Convert each line of the records below into a Markdown table with two columns, Row and Line. Number the rows in order and omit any blank lines.

════════════════════

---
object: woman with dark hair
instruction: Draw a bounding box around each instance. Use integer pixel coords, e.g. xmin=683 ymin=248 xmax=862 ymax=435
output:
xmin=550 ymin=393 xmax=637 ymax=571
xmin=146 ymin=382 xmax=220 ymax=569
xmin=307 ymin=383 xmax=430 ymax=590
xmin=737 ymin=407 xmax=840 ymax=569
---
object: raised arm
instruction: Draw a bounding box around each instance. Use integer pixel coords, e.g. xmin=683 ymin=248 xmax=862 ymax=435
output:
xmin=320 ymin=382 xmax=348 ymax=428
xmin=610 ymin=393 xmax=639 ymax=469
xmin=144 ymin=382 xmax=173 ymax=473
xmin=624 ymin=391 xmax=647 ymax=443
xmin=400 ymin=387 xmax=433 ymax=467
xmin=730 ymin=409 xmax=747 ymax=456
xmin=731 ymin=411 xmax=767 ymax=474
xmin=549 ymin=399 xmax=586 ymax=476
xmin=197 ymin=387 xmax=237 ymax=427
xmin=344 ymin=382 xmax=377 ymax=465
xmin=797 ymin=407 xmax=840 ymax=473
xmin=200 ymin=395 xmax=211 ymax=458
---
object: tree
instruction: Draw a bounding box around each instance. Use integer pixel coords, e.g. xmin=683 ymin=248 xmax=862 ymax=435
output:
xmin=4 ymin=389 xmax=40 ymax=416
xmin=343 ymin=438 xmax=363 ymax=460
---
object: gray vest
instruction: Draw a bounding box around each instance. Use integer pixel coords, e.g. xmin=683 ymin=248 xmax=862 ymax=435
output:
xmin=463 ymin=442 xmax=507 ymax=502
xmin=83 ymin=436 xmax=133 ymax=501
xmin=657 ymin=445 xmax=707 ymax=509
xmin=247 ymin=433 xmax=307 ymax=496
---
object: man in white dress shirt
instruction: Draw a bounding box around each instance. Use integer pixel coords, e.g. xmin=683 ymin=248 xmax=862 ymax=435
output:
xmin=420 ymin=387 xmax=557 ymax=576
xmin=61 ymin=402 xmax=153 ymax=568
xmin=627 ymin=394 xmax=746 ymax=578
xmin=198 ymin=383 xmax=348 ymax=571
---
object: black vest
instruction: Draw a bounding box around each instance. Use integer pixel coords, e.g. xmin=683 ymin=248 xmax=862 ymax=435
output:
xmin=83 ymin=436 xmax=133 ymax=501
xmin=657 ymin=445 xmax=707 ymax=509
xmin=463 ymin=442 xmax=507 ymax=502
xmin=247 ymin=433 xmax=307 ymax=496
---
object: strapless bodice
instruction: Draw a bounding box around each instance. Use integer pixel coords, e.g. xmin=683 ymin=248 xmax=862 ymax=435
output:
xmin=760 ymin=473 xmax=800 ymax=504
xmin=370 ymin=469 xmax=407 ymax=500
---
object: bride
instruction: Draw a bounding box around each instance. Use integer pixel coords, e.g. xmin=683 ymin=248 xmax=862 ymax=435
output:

════════════════════

Result of the exercise
| Row | Line |
|---|---|
| 1 | --- |
| 2 | object: woman with dark hair |
| 3 | instruction: Draw a bounding box around each instance. Use integer pixel coords, e.g. xmin=683 ymin=248 xmax=862 ymax=435 |
| 4 | output: |
| 5 | xmin=550 ymin=393 xmax=637 ymax=571 |
| 6 | xmin=146 ymin=382 xmax=220 ymax=569 |
| 7 | xmin=307 ymin=383 xmax=430 ymax=590 |
| 8 | xmin=737 ymin=407 xmax=840 ymax=569 |
| 9 | --- |
| 10 | object: raised arm |
| 11 | instruction: Draw a bounding box around each instance. Use integer pixel coords, e.g. xmin=683 ymin=248 xmax=862 ymax=435 |
| 12 | output: |
| 13 | xmin=320 ymin=382 xmax=348 ymax=428 |
| 14 | xmin=610 ymin=393 xmax=639 ymax=469 |
| 15 | xmin=144 ymin=382 xmax=173 ymax=473 |
| 16 | xmin=624 ymin=391 xmax=647 ymax=443 |
| 17 | xmin=400 ymin=387 xmax=433 ymax=467 |
| 18 | xmin=730 ymin=409 xmax=747 ymax=456 |
| 19 | xmin=731 ymin=411 xmax=767 ymax=474 |
| 20 | xmin=549 ymin=399 xmax=586 ymax=476 |
| 21 | xmin=197 ymin=387 xmax=237 ymax=427 |
| 22 | xmin=344 ymin=382 xmax=377 ymax=465 |
| 23 | xmin=797 ymin=407 xmax=840 ymax=473 |
| 24 | xmin=200 ymin=395 xmax=211 ymax=458 |
| 25 | --- |
| 26 | object: tree |
| 27 | instruction: Draw a bounding box around each instance. Use integer pixel coords, e.g. xmin=683 ymin=248 xmax=862 ymax=435 |
| 28 | output: |
| 29 | xmin=4 ymin=389 xmax=40 ymax=416 |
| 30 | xmin=343 ymin=438 xmax=363 ymax=460 |
| 31 | --- |
| 32 | object: gray vest |
| 33 | instruction: Draw a bounding box around each instance. Use integer pixel coords, e.g. xmin=683 ymin=248 xmax=862 ymax=435 |
| 34 | output: |
| 35 | xmin=463 ymin=442 xmax=507 ymax=502 |
| 36 | xmin=83 ymin=436 xmax=133 ymax=501 |
| 37 | xmin=657 ymin=445 xmax=707 ymax=509 |
| 38 | xmin=247 ymin=433 xmax=307 ymax=496 |
| 39 | --- |
| 40 | object: man in white dress shirt |
| 41 | instruction: Draw a bounding box around each instance. Use integer pixel coords, e.g. xmin=683 ymin=248 xmax=862 ymax=435 |
| 42 | output: |
| 43 | xmin=420 ymin=387 xmax=557 ymax=576 |
| 44 | xmin=61 ymin=402 xmax=153 ymax=568 |
| 45 | xmin=627 ymin=394 xmax=746 ymax=578 |
| 46 | xmin=198 ymin=383 xmax=348 ymax=571 |
| 47 | --- |
| 48 | object: black vest |
| 49 | instruction: Draw a bounding box around each instance. Use integer pixel coords, e.g. xmin=683 ymin=248 xmax=862 ymax=435 |
| 50 | output: |
| 51 | xmin=83 ymin=436 xmax=133 ymax=501 |
| 52 | xmin=657 ymin=445 xmax=707 ymax=509 |
| 53 | xmin=463 ymin=442 xmax=507 ymax=502 |
| 54 | xmin=247 ymin=433 xmax=307 ymax=496 |
| 55 | --- |
| 56 | object: strapless bodice |
| 57 | instruction: Draw a bounding box around each instance. Use integer pixel coords, e.g. xmin=683 ymin=248 xmax=862 ymax=435 |
| 58 | output: |
| 59 | xmin=760 ymin=473 xmax=800 ymax=504 |
| 60 | xmin=370 ymin=469 xmax=407 ymax=500 |
| 61 | --- |
| 62 | object: bride |
| 63 | instruction: Draw a bounding box around each instance. Use integer pixel coords, e.g. xmin=683 ymin=248 xmax=862 ymax=435 |
| 64 | output: |